* [Task brief]
Please locate each line in the data below that contains the word "grain", and copy those lines out in full. Matching is case-sensitive.

* [Records for the exercise]
— begin —

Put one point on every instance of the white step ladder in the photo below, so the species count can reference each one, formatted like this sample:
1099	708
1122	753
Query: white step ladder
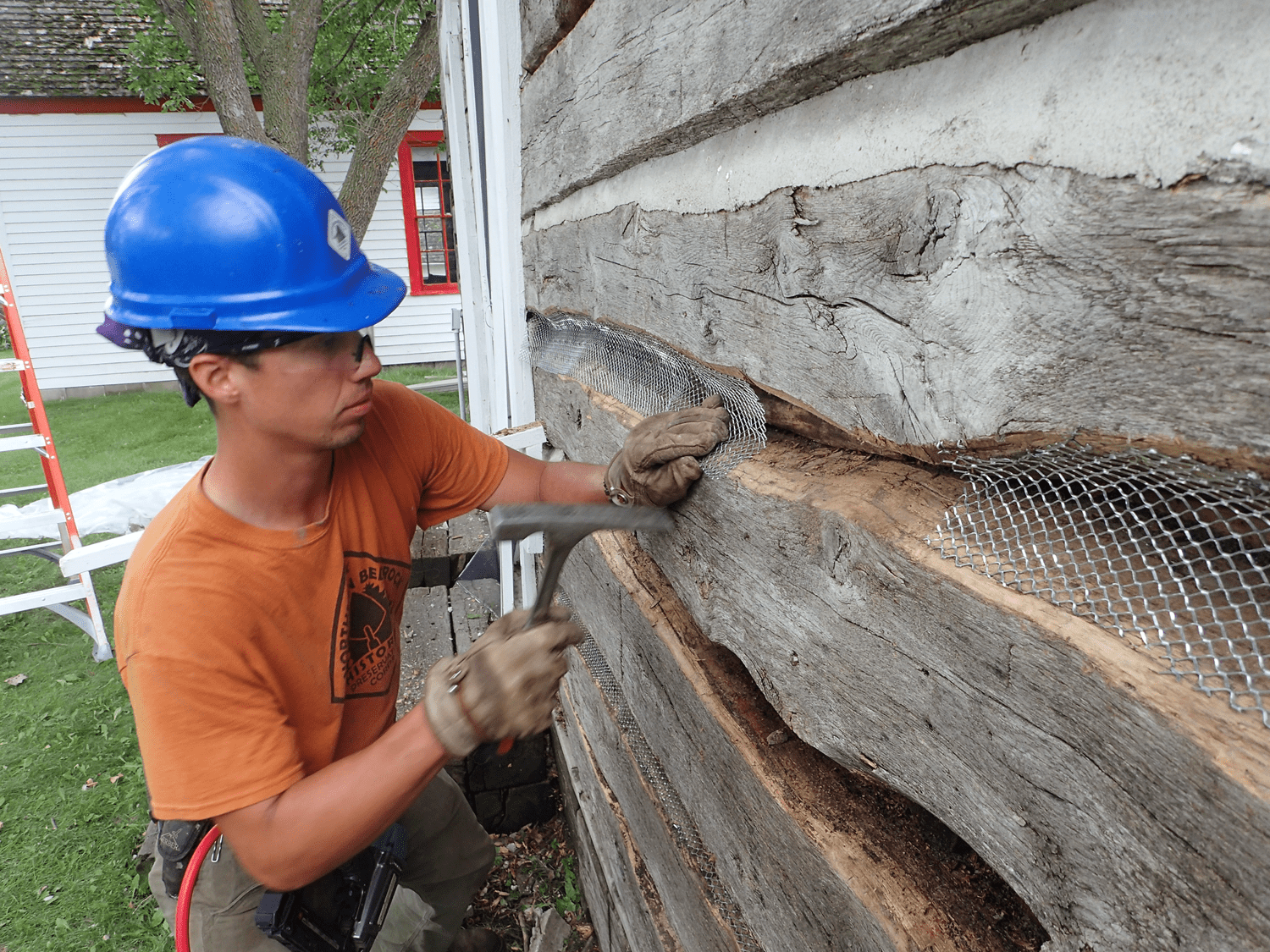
37	436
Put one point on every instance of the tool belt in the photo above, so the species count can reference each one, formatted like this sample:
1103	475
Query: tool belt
175	845
343	911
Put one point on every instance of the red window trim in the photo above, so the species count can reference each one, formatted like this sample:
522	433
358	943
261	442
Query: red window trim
411	212
38	106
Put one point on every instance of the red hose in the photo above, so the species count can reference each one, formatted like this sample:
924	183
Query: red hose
187	888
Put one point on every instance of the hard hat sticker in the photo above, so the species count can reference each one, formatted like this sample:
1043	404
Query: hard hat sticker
340	236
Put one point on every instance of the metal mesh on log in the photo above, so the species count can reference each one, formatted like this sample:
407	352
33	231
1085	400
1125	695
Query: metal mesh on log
648	376
1165	548
682	827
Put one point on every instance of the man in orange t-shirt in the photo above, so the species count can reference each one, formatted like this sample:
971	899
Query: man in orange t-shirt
257	629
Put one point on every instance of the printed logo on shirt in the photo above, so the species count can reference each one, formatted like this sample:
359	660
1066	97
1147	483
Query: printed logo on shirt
365	654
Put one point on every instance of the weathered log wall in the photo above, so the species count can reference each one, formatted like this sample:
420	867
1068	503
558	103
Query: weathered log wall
647	79
1128	810
1062	228
957	304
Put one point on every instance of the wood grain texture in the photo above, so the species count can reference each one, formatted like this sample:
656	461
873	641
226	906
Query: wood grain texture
1128	810
578	794
810	862
637	80
668	911
952	305
544	23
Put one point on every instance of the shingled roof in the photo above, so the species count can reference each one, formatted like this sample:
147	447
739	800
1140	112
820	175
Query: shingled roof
64	48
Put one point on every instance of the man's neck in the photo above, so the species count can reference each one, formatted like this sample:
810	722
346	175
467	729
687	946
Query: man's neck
269	487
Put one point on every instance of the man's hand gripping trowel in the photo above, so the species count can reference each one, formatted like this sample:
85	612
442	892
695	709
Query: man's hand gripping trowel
563	528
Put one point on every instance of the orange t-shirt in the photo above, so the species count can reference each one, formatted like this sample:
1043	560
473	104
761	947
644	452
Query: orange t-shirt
257	657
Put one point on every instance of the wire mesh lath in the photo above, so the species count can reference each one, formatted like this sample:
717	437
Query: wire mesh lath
1165	548
648	376
677	817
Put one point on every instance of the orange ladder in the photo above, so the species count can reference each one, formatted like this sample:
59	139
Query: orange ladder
38	437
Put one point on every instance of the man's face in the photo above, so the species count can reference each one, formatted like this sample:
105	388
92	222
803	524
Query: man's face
314	393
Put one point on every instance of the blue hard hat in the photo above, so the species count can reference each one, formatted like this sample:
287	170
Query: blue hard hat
225	234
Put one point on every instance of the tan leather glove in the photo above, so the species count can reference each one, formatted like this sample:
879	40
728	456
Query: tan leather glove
505	685
657	464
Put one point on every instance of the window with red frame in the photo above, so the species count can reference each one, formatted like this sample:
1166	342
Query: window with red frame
427	203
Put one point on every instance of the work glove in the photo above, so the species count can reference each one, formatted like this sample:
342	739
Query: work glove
505	685
657	465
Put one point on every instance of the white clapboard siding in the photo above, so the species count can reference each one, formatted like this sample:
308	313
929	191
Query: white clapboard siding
58	174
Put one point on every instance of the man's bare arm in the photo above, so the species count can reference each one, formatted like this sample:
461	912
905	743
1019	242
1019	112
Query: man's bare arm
528	480
291	839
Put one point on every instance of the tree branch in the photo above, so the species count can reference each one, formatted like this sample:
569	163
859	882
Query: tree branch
254	30
218	50
380	135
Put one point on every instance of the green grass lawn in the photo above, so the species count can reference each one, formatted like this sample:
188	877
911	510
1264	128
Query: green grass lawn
73	805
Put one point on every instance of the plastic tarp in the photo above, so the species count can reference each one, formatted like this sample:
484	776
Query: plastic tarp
121	505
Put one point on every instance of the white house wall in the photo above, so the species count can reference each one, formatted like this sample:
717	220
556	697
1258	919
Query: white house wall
58	177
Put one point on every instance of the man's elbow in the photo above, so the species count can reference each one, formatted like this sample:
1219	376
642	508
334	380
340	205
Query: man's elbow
274	875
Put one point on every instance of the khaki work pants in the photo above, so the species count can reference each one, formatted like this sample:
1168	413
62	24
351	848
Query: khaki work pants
449	860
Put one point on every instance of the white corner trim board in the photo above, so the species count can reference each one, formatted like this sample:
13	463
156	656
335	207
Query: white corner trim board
1147	89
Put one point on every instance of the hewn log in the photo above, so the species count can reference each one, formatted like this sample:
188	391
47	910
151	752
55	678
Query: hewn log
638	80
579	794
620	845
1127	809
544	23
813	857
952	305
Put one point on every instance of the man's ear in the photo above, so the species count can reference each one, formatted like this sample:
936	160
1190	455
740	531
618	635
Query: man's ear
211	375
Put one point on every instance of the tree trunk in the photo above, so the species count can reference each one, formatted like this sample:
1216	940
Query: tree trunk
381	134
216	45
284	61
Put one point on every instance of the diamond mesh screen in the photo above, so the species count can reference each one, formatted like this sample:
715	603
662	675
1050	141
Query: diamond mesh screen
677	817
1173	551
647	376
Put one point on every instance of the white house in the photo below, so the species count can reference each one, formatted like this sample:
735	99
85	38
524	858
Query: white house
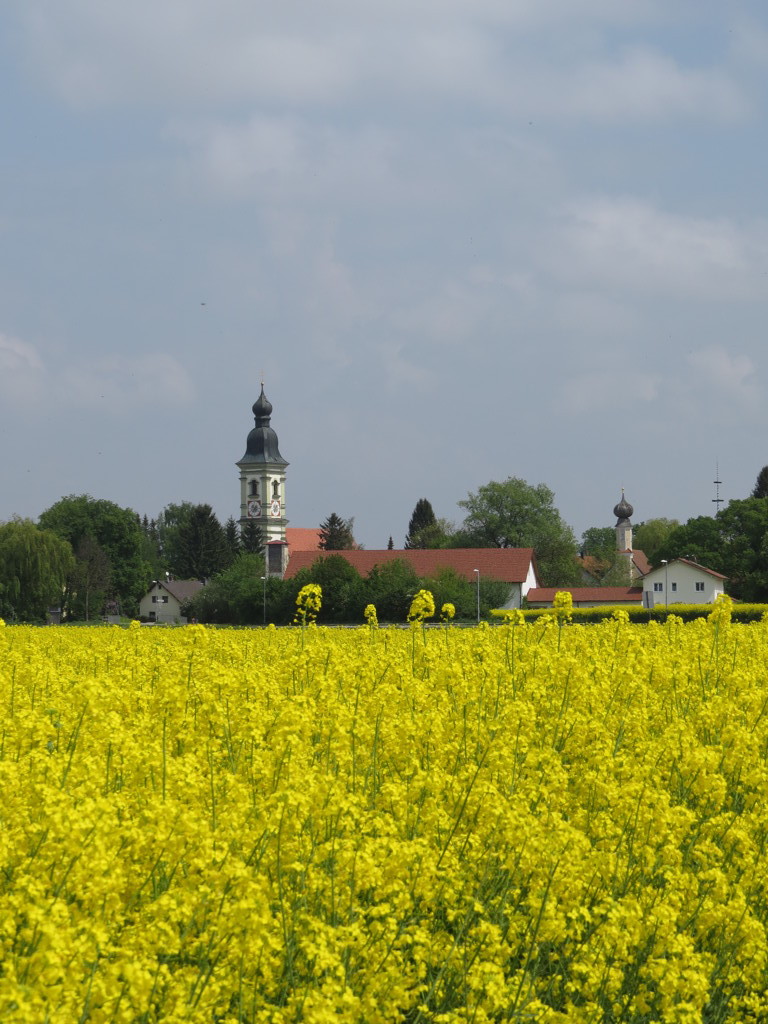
162	603
682	582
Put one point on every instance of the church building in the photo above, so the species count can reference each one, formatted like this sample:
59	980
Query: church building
262	487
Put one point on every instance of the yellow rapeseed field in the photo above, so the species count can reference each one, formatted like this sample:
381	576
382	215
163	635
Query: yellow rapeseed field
540	823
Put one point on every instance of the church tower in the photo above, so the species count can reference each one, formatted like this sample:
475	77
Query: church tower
262	485
623	511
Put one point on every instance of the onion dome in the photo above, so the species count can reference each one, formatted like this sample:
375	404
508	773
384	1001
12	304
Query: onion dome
262	440
623	510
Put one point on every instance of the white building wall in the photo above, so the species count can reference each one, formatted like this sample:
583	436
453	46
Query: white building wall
678	582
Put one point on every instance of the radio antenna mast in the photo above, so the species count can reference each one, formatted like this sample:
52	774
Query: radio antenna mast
717	499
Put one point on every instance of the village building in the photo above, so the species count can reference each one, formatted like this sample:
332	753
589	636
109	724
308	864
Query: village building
163	602
682	582
515	566
262	486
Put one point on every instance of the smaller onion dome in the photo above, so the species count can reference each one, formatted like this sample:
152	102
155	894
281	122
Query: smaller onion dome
262	410
623	510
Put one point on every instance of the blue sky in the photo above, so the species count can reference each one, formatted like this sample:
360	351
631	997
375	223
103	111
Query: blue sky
463	241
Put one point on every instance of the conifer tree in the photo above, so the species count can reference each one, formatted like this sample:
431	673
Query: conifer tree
761	484
422	518
336	534
250	538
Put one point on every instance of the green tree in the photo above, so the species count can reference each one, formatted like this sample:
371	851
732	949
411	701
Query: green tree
343	589
650	536
515	514
743	527
390	587
761	484
235	597
90	577
336	534
251	539
150	548
34	567
231	537
423	517
194	542
116	529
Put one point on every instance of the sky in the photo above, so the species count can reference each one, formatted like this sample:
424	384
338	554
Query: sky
459	241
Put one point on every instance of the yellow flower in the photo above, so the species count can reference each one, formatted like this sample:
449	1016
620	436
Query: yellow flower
422	606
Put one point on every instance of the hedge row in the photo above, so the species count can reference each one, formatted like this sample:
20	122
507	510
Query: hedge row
739	612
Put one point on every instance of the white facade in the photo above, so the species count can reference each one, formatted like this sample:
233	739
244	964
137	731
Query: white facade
682	582
262	499
163	602
519	590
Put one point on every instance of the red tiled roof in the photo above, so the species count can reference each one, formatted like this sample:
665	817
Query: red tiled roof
605	595
506	564
302	539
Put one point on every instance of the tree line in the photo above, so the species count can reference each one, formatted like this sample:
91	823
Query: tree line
89	556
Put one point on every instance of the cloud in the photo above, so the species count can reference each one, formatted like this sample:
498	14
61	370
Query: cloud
113	385
645	84
192	55
610	389
119	384
629	244
22	371
731	377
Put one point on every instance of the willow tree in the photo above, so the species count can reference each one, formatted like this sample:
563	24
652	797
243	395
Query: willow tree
34	567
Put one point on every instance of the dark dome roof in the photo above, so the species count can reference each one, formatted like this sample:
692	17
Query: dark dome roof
262	440
623	510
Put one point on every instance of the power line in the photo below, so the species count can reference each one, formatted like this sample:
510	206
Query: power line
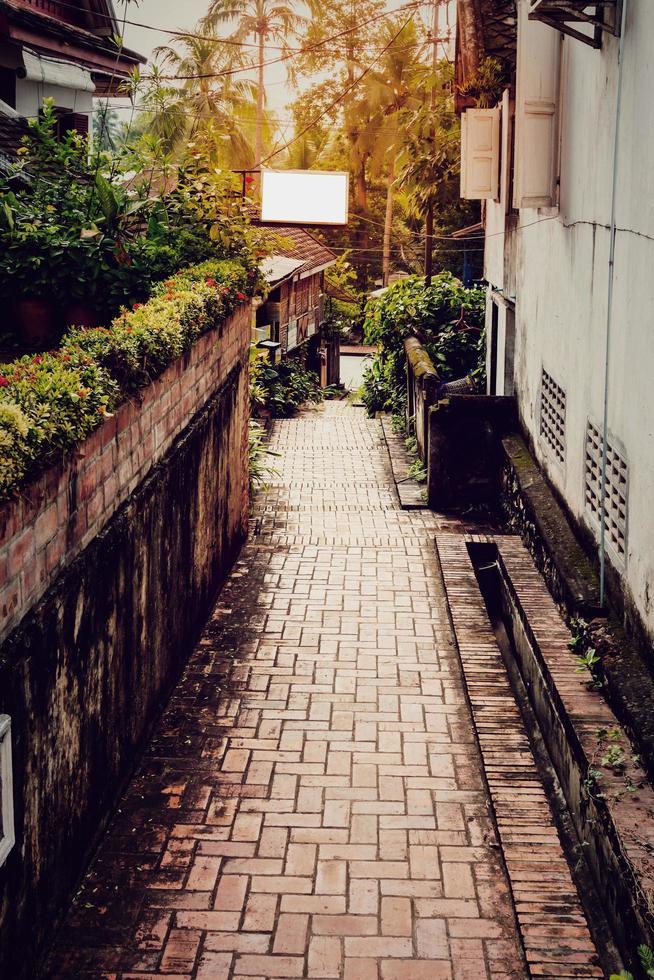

— end —

* [Solved problem]
Put one point on every instance of the wood grain texture in the photo above, so the species count can reference each one, formatted like this sample:
Query: wood grain texture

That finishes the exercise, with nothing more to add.